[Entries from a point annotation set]
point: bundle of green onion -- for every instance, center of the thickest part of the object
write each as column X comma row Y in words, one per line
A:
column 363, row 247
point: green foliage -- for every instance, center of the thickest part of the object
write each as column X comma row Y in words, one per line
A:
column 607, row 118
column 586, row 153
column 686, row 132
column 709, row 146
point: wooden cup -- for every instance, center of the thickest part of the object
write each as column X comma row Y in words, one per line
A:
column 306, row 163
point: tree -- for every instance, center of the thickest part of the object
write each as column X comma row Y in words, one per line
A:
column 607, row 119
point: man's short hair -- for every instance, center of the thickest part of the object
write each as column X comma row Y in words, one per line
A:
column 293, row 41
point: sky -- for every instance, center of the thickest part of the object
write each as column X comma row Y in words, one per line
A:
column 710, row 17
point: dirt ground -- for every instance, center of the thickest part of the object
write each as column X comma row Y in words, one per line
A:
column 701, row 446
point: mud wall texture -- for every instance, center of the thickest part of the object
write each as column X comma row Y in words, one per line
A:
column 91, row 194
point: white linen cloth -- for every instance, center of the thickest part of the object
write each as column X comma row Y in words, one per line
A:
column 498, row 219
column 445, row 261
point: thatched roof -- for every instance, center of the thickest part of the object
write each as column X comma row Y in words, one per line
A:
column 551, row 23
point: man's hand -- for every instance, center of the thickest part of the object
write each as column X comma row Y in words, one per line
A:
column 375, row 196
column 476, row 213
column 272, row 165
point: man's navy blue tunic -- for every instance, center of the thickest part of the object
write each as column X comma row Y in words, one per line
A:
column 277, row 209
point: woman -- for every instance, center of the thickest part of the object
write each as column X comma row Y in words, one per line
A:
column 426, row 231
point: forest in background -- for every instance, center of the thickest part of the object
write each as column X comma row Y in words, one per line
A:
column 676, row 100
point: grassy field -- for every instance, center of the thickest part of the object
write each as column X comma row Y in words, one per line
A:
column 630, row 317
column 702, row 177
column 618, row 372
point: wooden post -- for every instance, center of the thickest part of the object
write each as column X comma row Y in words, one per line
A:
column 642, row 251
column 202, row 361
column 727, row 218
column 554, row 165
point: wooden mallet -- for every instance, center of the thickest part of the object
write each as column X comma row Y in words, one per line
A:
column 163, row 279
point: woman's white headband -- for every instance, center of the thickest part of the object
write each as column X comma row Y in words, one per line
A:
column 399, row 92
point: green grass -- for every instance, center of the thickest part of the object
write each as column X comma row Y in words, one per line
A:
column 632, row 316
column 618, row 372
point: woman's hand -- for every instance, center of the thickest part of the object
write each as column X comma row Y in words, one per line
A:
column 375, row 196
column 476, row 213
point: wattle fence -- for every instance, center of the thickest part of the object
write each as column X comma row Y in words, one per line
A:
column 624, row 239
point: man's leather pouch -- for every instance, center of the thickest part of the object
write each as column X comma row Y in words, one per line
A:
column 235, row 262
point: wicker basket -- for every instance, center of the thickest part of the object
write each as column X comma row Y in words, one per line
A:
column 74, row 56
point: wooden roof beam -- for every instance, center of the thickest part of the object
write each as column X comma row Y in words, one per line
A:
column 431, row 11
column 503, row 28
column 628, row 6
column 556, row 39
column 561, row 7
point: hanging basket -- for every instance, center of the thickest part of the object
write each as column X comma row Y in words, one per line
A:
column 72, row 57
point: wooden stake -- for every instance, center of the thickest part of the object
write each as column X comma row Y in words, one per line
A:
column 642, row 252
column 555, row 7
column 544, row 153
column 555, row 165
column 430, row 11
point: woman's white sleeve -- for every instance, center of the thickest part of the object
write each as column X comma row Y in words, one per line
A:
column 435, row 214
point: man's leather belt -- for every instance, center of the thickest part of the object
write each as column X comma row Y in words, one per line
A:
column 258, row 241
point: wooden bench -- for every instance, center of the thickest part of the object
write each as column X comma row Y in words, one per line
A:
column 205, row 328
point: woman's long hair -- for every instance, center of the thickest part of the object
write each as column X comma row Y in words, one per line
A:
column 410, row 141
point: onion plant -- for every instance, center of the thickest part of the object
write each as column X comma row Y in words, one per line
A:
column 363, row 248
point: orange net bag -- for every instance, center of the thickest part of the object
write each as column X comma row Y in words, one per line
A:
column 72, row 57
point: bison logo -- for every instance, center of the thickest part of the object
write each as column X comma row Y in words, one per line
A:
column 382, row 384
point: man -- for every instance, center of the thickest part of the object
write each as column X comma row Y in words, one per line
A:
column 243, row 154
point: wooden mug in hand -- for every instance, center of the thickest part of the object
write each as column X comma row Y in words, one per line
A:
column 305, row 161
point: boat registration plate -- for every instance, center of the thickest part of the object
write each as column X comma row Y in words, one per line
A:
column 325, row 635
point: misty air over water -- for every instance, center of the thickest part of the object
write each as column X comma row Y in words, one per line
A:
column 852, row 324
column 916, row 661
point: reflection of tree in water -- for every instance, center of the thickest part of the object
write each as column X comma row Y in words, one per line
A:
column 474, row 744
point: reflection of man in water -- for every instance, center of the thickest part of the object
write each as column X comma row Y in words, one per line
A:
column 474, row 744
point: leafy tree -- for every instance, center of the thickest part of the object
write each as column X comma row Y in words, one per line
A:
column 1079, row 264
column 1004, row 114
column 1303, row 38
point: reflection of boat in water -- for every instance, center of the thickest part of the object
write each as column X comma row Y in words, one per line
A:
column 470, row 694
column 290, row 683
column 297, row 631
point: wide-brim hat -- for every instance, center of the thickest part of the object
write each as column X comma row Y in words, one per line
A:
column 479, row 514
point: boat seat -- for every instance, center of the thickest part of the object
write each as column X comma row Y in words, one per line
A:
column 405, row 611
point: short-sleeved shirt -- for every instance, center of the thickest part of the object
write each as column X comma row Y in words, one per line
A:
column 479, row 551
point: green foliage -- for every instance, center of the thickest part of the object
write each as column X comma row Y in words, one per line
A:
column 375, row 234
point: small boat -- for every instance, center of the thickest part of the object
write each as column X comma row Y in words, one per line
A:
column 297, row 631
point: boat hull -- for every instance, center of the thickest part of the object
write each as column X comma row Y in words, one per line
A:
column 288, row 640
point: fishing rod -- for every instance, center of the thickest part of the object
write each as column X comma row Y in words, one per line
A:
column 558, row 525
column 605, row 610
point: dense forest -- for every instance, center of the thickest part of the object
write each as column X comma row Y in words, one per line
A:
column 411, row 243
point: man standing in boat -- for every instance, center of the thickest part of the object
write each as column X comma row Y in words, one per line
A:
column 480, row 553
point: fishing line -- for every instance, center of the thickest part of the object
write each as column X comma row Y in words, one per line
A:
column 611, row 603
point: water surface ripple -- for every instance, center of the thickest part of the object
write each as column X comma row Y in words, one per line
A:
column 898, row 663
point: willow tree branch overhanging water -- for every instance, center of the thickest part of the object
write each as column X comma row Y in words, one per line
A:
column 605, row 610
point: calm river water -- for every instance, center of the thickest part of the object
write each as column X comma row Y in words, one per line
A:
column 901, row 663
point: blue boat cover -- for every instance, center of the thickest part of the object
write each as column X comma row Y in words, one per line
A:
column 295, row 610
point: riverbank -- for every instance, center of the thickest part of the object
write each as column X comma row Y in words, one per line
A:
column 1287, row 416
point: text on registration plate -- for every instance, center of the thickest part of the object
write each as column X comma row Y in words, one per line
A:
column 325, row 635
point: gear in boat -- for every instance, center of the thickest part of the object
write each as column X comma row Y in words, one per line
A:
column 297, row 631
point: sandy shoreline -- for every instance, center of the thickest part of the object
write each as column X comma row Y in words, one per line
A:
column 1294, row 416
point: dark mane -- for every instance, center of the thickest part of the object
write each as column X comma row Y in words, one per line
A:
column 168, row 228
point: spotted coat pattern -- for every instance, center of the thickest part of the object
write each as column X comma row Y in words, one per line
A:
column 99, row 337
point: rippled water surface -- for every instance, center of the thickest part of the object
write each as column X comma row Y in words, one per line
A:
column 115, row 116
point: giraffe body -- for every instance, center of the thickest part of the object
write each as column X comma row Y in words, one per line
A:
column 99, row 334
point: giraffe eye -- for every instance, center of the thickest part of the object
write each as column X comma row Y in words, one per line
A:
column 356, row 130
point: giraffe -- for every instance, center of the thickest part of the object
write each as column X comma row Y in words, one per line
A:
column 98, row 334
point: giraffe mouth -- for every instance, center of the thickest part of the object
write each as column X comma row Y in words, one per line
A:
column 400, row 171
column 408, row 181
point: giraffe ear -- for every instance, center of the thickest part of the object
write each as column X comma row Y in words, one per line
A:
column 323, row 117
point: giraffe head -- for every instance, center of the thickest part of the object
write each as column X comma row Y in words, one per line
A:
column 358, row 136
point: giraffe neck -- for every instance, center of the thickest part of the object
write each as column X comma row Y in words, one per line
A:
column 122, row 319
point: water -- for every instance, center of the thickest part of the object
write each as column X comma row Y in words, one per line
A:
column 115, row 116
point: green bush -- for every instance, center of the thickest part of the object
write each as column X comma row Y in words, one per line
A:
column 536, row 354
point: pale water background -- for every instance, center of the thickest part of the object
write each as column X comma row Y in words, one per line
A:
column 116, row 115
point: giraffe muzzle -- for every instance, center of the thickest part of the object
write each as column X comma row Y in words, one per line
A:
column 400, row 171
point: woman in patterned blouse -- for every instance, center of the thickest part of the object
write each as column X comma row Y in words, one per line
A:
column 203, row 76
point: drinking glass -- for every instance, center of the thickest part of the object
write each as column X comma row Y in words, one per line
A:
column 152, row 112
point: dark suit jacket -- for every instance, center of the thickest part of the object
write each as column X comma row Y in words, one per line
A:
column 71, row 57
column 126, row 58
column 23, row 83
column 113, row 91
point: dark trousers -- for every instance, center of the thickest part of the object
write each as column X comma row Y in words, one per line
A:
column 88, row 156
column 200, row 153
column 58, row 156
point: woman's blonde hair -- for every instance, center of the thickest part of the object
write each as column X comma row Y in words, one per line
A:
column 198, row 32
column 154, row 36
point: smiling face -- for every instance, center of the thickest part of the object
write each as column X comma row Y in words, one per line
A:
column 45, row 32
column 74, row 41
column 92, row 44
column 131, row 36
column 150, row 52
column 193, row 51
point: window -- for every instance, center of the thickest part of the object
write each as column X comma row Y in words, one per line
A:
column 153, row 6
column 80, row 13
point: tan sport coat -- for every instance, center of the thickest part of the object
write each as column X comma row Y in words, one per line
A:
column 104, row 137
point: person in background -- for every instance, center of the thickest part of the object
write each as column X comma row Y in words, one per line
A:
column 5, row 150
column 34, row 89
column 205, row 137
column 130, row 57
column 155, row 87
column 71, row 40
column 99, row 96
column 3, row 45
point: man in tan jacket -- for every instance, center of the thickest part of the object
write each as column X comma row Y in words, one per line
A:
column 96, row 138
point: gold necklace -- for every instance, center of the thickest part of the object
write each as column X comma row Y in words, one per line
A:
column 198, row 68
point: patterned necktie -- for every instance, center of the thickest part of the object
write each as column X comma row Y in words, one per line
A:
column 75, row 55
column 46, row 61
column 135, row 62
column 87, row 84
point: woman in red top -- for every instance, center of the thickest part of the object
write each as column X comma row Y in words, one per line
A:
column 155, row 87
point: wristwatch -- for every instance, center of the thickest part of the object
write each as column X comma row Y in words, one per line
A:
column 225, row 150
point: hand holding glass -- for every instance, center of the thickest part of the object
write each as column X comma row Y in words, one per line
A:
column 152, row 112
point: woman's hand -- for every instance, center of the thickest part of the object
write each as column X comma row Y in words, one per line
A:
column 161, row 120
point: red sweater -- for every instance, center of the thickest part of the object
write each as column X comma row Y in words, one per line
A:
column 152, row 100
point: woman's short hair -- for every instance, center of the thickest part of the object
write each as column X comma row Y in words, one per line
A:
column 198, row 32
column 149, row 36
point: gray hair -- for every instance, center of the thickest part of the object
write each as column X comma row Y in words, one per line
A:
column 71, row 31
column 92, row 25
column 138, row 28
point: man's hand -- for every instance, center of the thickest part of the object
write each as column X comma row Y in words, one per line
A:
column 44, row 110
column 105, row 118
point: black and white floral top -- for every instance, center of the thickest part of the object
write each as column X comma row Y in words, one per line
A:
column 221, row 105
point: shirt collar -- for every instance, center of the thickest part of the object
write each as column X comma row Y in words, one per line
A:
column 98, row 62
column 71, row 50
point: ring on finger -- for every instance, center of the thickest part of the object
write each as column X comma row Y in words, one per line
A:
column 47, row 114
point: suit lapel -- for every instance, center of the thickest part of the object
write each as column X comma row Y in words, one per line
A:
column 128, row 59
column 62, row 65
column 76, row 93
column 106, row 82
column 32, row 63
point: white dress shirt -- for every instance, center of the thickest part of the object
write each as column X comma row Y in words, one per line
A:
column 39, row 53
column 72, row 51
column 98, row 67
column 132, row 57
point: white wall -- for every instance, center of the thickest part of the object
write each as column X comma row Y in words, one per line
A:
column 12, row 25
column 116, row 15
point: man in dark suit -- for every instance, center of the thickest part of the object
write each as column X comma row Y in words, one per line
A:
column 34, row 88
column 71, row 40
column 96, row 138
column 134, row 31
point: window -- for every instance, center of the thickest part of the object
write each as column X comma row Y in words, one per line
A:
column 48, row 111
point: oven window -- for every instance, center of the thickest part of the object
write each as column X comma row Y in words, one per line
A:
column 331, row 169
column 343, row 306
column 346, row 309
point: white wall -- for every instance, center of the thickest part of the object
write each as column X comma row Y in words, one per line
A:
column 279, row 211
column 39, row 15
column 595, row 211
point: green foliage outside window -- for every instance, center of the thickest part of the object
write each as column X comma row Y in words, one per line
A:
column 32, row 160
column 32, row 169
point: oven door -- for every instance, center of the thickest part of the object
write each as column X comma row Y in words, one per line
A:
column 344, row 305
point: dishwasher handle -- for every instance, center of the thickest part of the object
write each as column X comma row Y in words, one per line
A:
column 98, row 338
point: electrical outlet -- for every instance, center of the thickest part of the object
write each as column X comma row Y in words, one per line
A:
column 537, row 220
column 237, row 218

# [AIM OF THE TASK]
Duplicate the records above from their first line through the line containing "column 293, row 41", including both ends.

# [TASK OUTPUT]
point: bundle of green onion -- for every instance, center of the thickest part of the object
write each as column X comma row Y in words, one per line
A:
column 363, row 247
point: green foliage -- for every instance, center of the thickest part of the object
write each as column X comma row Y in words, one per line
A:
column 607, row 118
column 586, row 153
column 686, row 132
column 709, row 146
point: wooden cup -- for every instance, center of the thickest part of the object
write each as column X comma row Y in words, one per line
A:
column 306, row 163
point: tree -- for every instance, center of the thickest part of the object
write each as column X comma row Y in words, one per line
A:
column 607, row 119
point: man's short hair -- for every instance, center of the thickest part of the object
write each as column X comma row Y in words, one per line
A:
column 293, row 41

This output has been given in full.